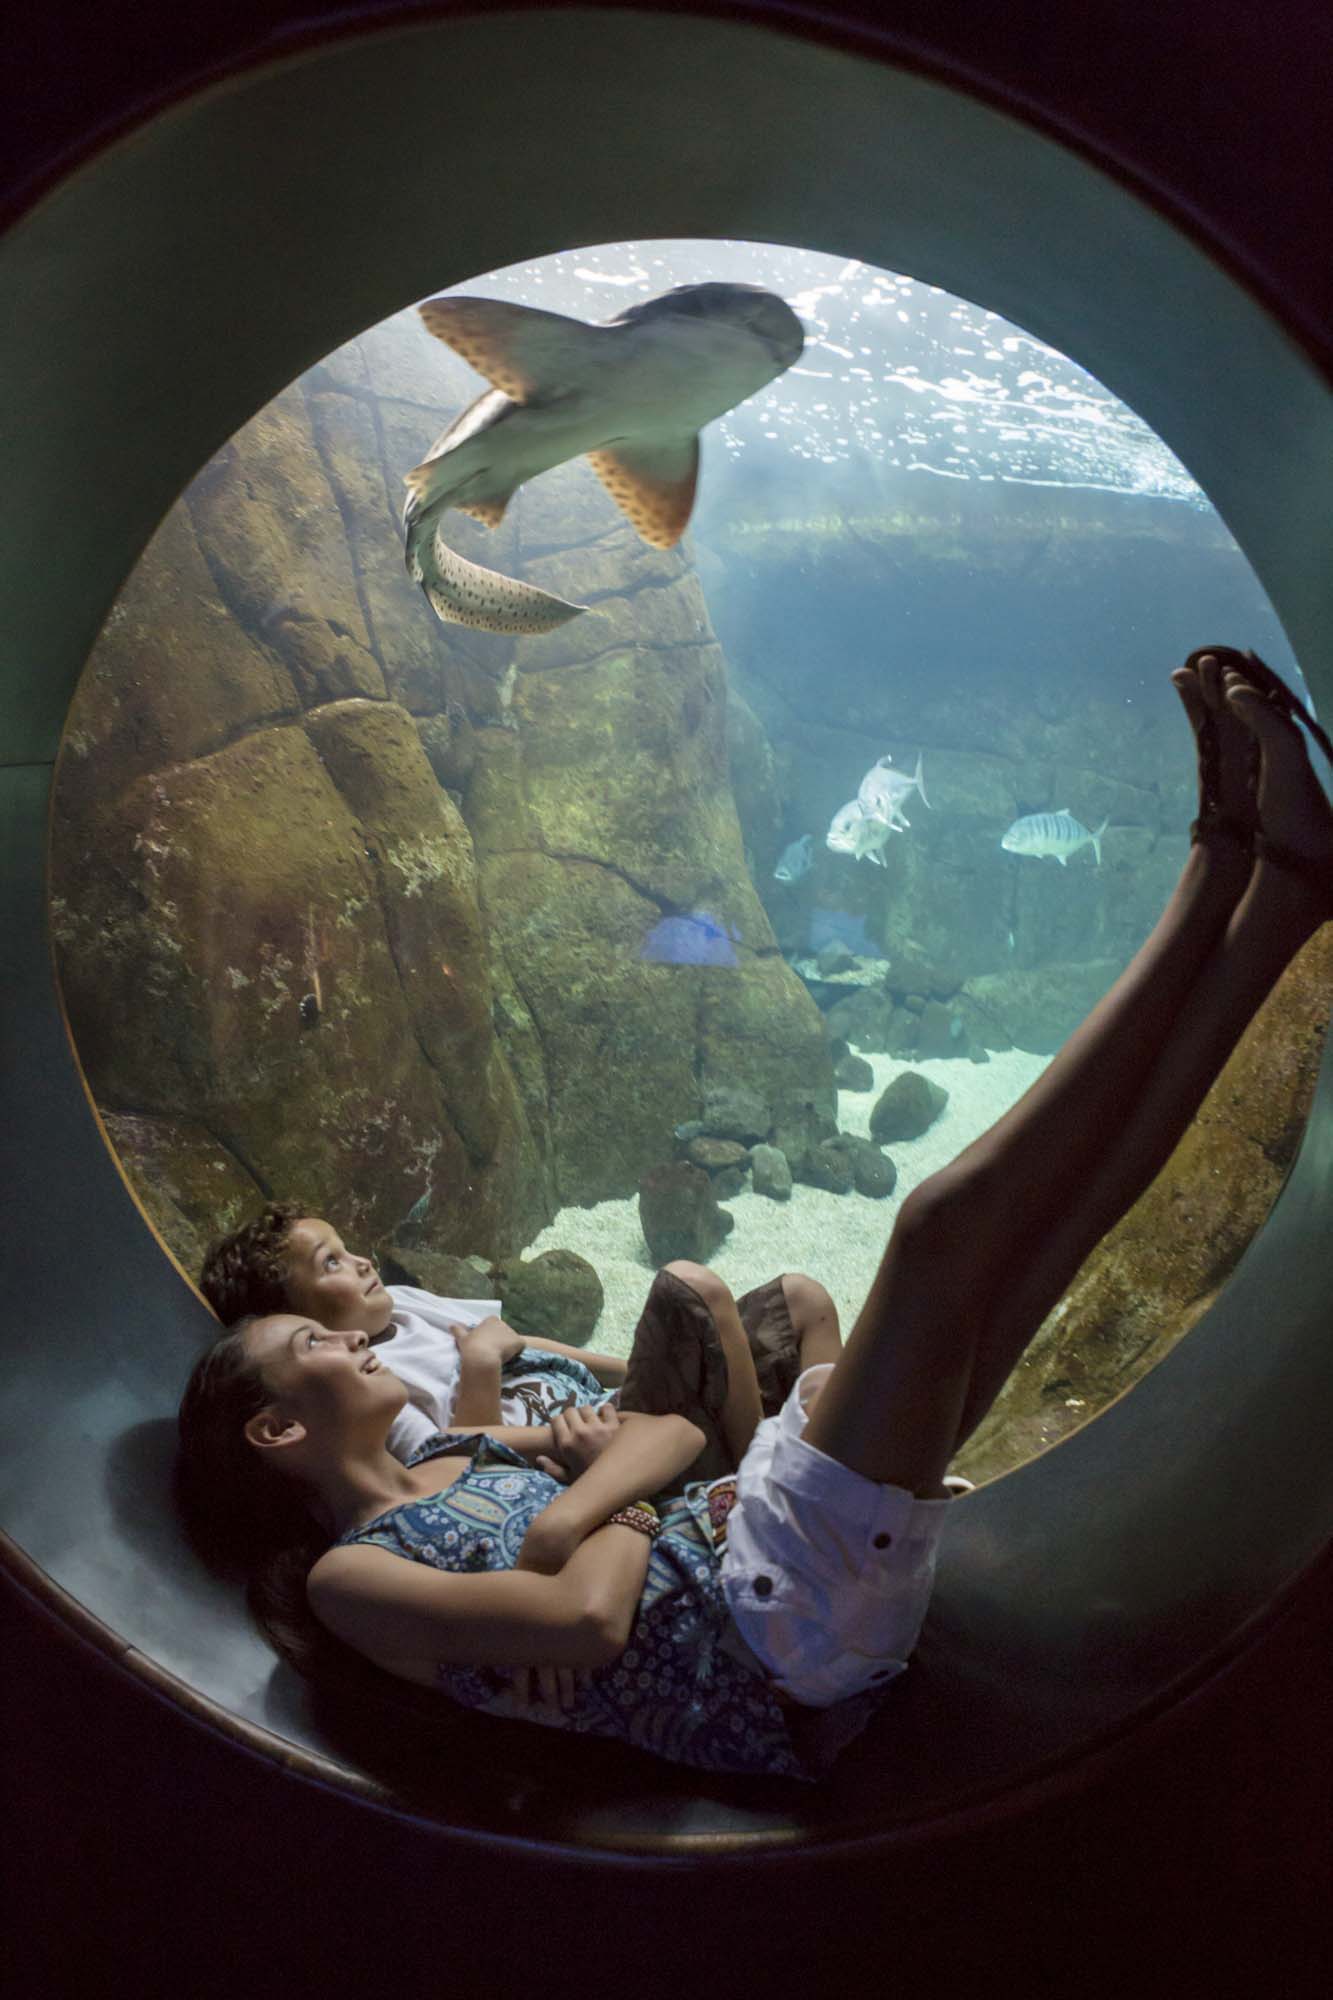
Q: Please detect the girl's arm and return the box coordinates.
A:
[518,1413,706,1577]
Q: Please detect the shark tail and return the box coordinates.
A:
[417,521,588,635]
[1092,817,1110,865]
[913,750,930,808]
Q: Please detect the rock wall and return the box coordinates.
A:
[50,313,829,1271]
[953,923,1333,1483]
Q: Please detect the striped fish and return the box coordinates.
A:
[1001,809,1109,866]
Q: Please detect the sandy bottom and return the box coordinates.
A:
[526,1047,1051,1353]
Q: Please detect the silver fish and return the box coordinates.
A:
[826,799,895,866]
[774,833,815,882]
[857,750,930,830]
[404,282,805,633]
[1001,809,1109,866]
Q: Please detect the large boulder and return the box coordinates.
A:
[492,1249,605,1348]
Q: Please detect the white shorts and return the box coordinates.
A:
[718,1364,953,1708]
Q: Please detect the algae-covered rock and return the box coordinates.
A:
[700,1083,772,1144]
[845,1136,898,1199]
[50,721,546,1258]
[770,1086,839,1175]
[101,1112,264,1284]
[492,1249,604,1347]
[750,1144,793,1202]
[869,1072,949,1142]
[953,924,1333,1484]
[957,960,1120,1055]
[797,1138,856,1195]
[380,1248,497,1300]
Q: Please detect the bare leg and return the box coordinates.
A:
[779,1272,843,1375]
[803,657,1332,1494]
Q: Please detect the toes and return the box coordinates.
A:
[1170,667,1206,728]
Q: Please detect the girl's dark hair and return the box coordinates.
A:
[198,1201,310,1327]
[174,1319,344,1680]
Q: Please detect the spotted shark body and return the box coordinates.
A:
[403,282,805,634]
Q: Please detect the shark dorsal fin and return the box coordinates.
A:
[586,437,700,548]
[417,295,601,402]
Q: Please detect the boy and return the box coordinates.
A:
[199,1203,626,1462]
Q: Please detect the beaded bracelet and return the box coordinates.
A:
[605,1500,661,1541]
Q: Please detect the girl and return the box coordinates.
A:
[176,649,1333,1783]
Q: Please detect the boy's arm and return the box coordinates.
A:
[450,1346,504,1426]
[509,1333,628,1389]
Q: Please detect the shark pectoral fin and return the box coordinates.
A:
[416,295,600,401]
[455,499,511,529]
[586,437,700,548]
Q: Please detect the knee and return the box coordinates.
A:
[662,1261,734,1315]
[894,1163,994,1253]
[779,1271,835,1329]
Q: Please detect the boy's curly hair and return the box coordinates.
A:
[199,1201,310,1325]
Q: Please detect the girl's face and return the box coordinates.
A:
[281,1218,394,1337]
[243,1313,406,1434]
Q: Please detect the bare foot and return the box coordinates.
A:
[1170,650,1258,842]
[1223,664,1333,902]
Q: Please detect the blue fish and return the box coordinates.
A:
[774,833,815,882]
[641,910,739,967]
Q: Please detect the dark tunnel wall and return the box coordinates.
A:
[2,0,1328,1992]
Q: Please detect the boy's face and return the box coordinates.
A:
[281,1218,395,1338]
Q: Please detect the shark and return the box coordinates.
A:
[401,282,805,633]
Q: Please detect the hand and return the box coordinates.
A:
[500,1665,593,1714]
[535,1402,623,1482]
[451,1316,526,1366]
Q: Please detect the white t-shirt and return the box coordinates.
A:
[379,1284,612,1461]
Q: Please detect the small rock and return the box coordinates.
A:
[968,1045,991,1065]
[770,1087,839,1174]
[834,1051,875,1092]
[639,1161,734,1264]
[844,1137,897,1199]
[701,1083,771,1144]
[915,999,957,1059]
[816,941,857,977]
[902,993,926,1014]
[827,1033,851,1065]
[492,1248,604,1347]
[884,1008,920,1058]
[685,1136,749,1173]
[750,1143,793,1202]
[711,1165,748,1199]
[869,1072,950,1142]
[798,1138,856,1195]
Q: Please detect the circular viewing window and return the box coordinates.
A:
[49,237,1327,1486]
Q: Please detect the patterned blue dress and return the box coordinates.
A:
[336,1429,819,1782]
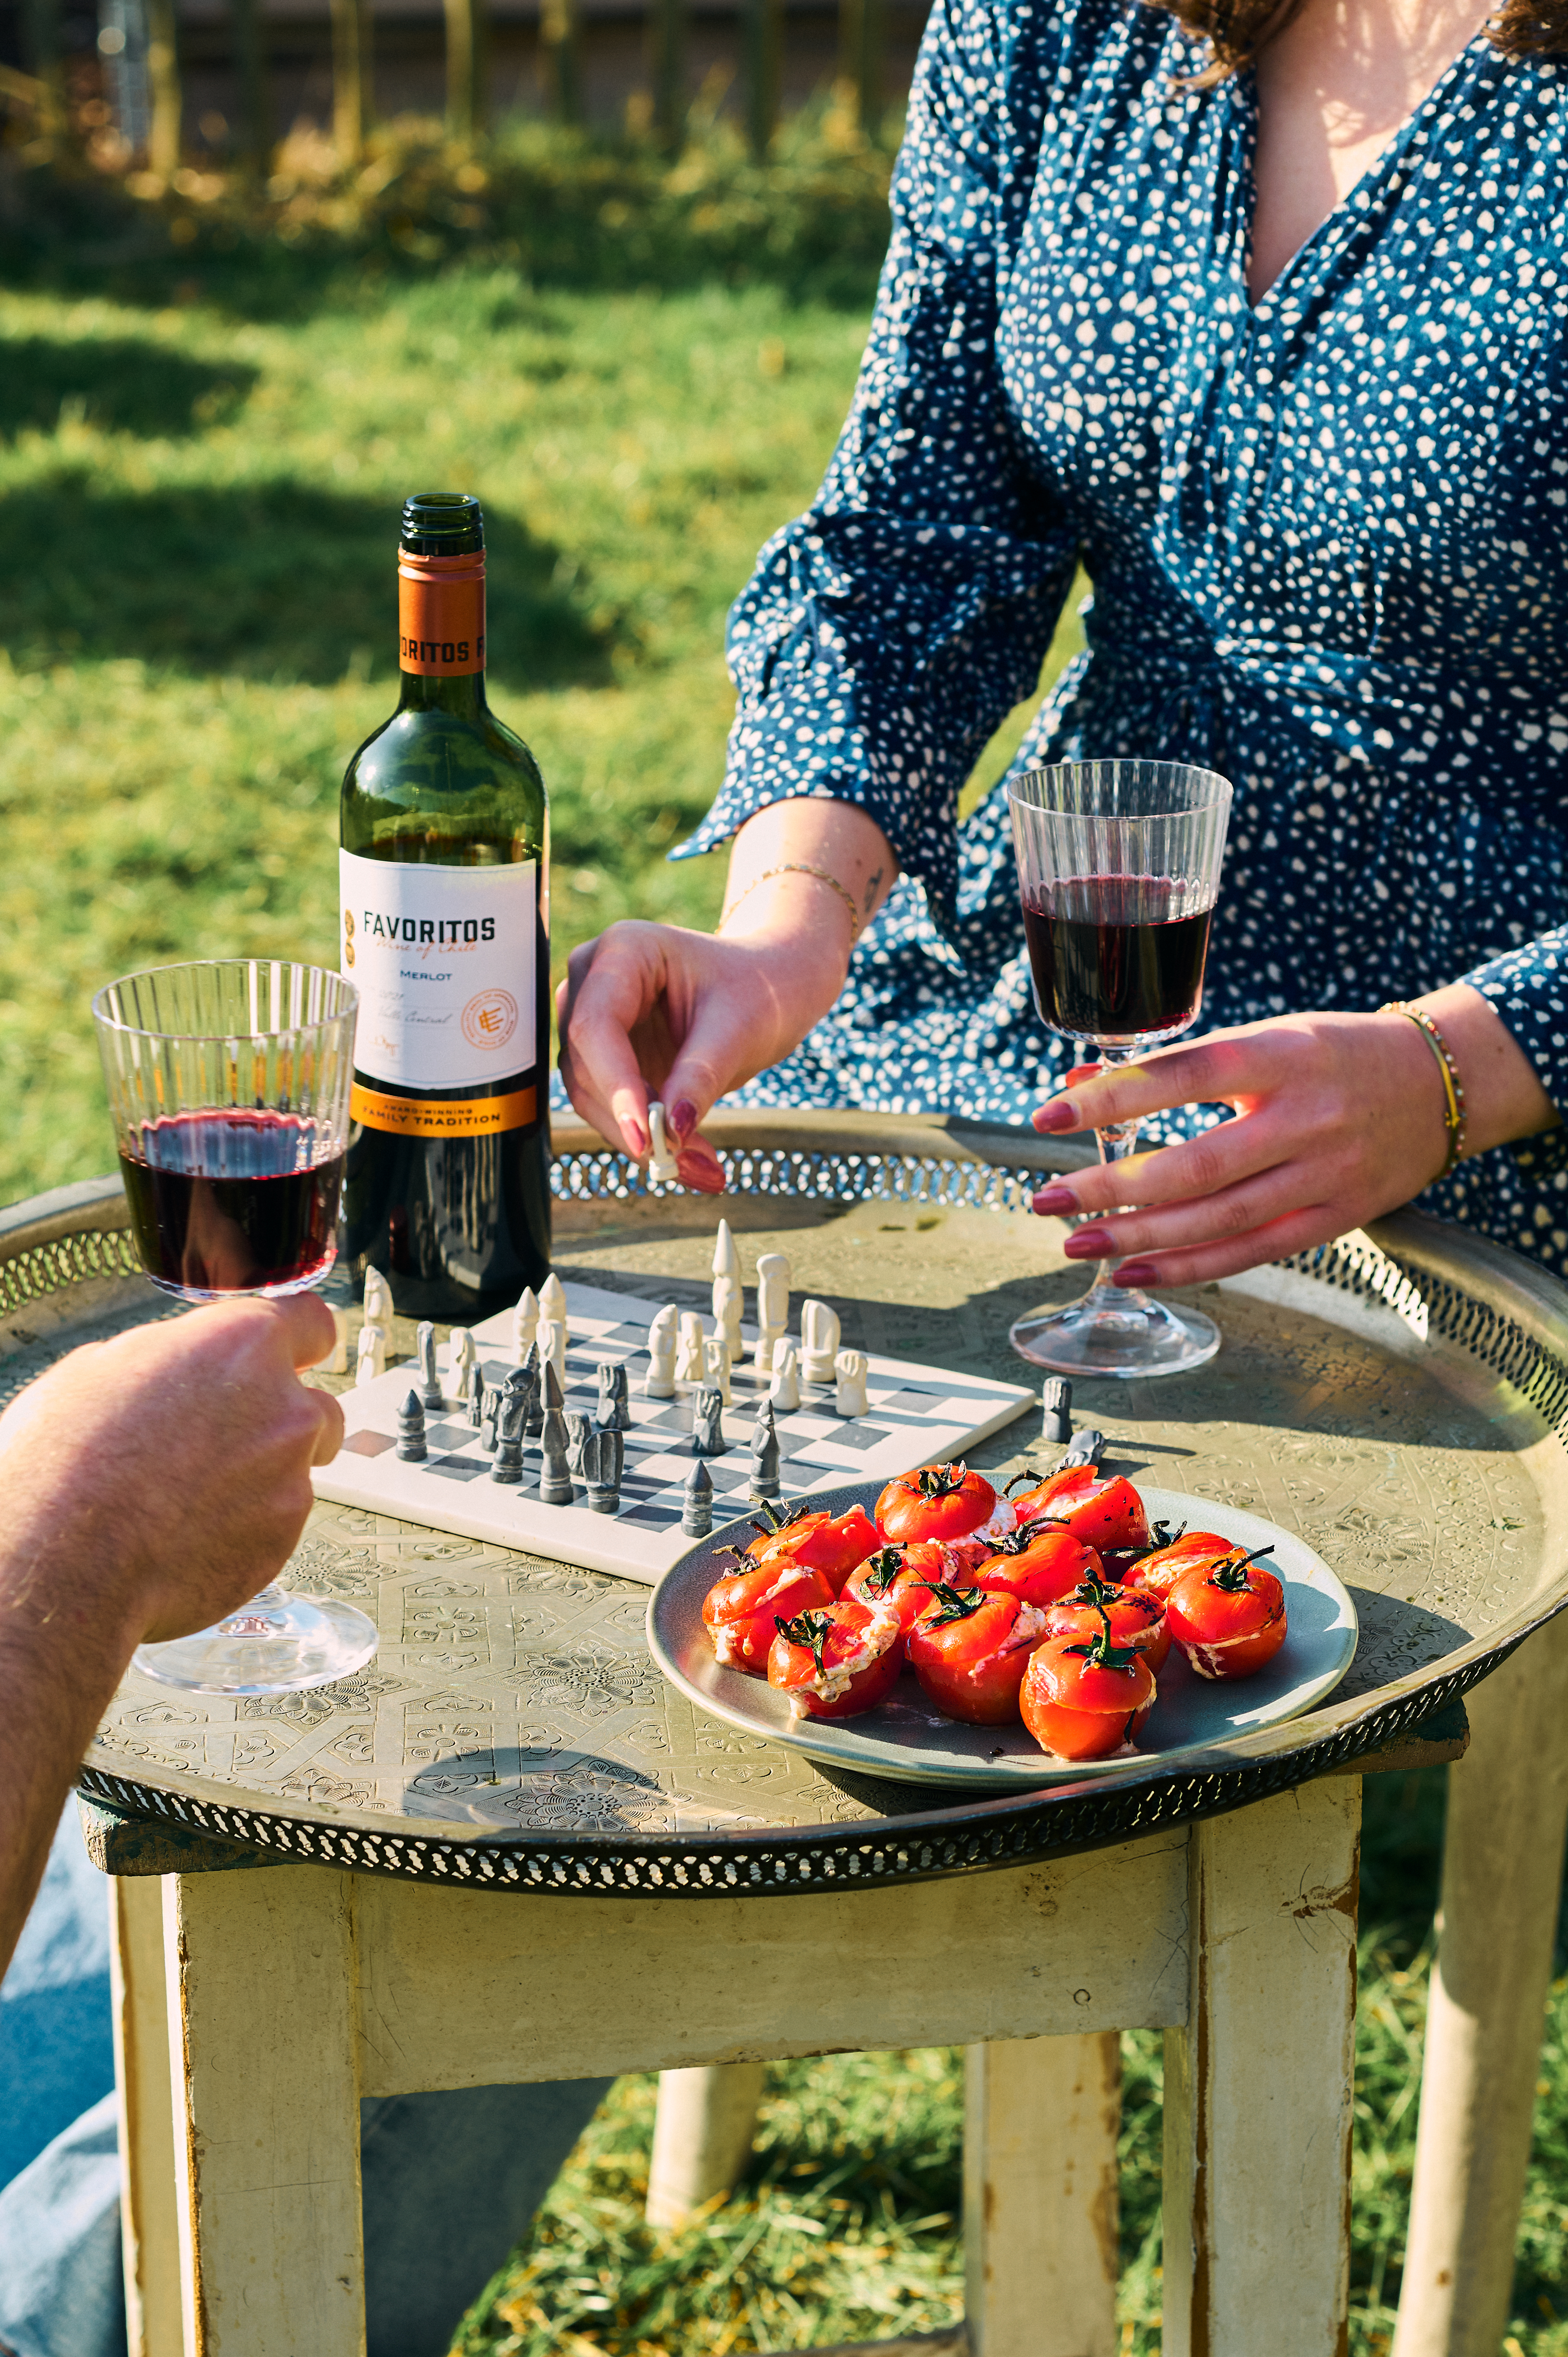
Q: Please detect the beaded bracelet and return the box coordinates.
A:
[1380,1001,1468,1179]
[720,861,863,943]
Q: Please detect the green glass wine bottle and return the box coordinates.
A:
[339,492,551,1320]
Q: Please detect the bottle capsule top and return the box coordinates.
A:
[400,492,484,556]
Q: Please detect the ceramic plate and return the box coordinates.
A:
[646,1481,1359,1791]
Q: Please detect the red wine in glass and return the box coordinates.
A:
[1021,875,1213,1042]
[119,1109,344,1297]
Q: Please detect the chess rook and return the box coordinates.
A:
[1041,1377,1074,1446]
[681,1458,714,1538]
[675,1312,705,1387]
[834,1350,869,1419]
[644,1304,678,1399]
[768,1341,802,1412]
[596,1362,632,1432]
[800,1299,841,1385]
[692,1387,727,1457]
[582,1426,625,1515]
[416,1322,443,1411]
[395,1389,428,1463]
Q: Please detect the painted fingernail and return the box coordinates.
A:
[1032,1185,1078,1215]
[1033,1103,1078,1134]
[624,1116,649,1157]
[1062,1227,1111,1258]
[1112,1261,1158,1288]
[670,1099,698,1144]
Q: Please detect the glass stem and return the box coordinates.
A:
[1087,1046,1141,1294]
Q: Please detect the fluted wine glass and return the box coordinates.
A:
[1008,760,1234,1379]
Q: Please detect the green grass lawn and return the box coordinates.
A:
[6,119,1568,2357]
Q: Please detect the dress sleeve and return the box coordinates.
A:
[671,0,1081,937]
[1464,930,1568,1115]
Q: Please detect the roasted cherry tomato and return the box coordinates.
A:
[1128,1524,1243,1604]
[842,1541,955,1636]
[904,1583,1049,1725]
[702,1558,835,1676]
[1164,1549,1288,1680]
[1020,1601,1157,1760]
[970,1521,1103,1609]
[1038,1573,1171,1674]
[1006,1464,1149,1556]
[876,1462,1009,1551]
[744,1501,881,1593]
[767,1598,903,1719]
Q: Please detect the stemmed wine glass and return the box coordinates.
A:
[92,957,378,1694]
[1007,760,1234,1379]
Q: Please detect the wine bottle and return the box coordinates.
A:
[339,492,551,1321]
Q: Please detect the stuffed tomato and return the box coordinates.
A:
[876,1462,1015,1563]
[767,1599,903,1720]
[1038,1574,1171,1673]
[903,1584,1049,1726]
[702,1558,835,1675]
[1130,1526,1246,1604]
[1164,1549,1288,1680]
[1020,1626,1157,1761]
[841,1541,956,1636]
[970,1521,1102,1609]
[1006,1464,1149,1557]
[743,1501,880,1593]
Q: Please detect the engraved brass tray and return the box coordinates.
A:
[4,1109,1564,1896]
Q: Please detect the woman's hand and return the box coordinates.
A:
[1028,986,1560,1289]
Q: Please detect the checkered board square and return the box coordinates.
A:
[312,1278,1035,1587]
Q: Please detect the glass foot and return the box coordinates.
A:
[1010,1281,1221,1379]
[132,1587,378,1695]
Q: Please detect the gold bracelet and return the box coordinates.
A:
[1380,1001,1468,1179]
[720,861,862,943]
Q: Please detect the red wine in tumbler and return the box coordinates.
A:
[120,1110,343,1294]
[1022,876,1212,1040]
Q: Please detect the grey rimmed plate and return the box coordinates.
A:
[646,1480,1359,1791]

++++++

**Task prompt:** Starting at the first line of the data, set down each line exactly until you have copied the line with "Q: Please detect the shark dorsal", but leave the pictures out.

**Answer box:**
Q: Please detect the girl's arm and return the box coordinates.
A:
[518,1413,706,1577]
Q: Please detect the shark tail and return the box coordinates.
A:
[417,521,588,635]
[1092,817,1110,865]
[913,750,930,808]
Q: Please detect the rock wall and return the box coordinates.
A:
[50,313,829,1271]
[953,923,1333,1483]
Q: Please detect the striped fish and return the box coordinates.
A:
[1001,809,1109,866]
Q: Please detect the sandy bottom and return the box coordinates.
A:
[526,1047,1051,1353]
Q: Please detect the silver fish and return the box coordinates.
A:
[826,799,895,866]
[774,833,815,882]
[857,750,930,830]
[404,282,805,633]
[1001,809,1109,866]
Q: Please detect the large boulder and return the box coordinates.
A:
[492,1249,605,1348]
Q: Please detect the white shorts and return the box coordinates.
A:
[718,1364,953,1708]
Q: Please detect the algae-covered rock and return the box coordinates.
A:
[700,1083,772,1144]
[845,1136,898,1199]
[50,721,546,1258]
[770,1086,839,1175]
[101,1112,264,1284]
[492,1249,604,1347]
[750,1144,793,1202]
[869,1072,949,1142]
[953,924,1333,1484]
[957,960,1120,1055]
[797,1138,856,1195]
[380,1248,497,1300]
Q: Please detect the bare leg and return the box coordinates.
A:
[779,1272,843,1375]
[803,657,1332,1494]
Q: Please detect the toes and return the box coordinates.
A:
[1170,667,1206,728]
Q: Please detect the girl's dark hair and return the box coordinates.
A:
[198,1201,310,1327]
[174,1319,344,1680]
Q: Please detect the spotted shark body and return the box coordinates.
A:
[403,282,805,634]
Q: Please detect the shark dorsal fin and return the box coordinates.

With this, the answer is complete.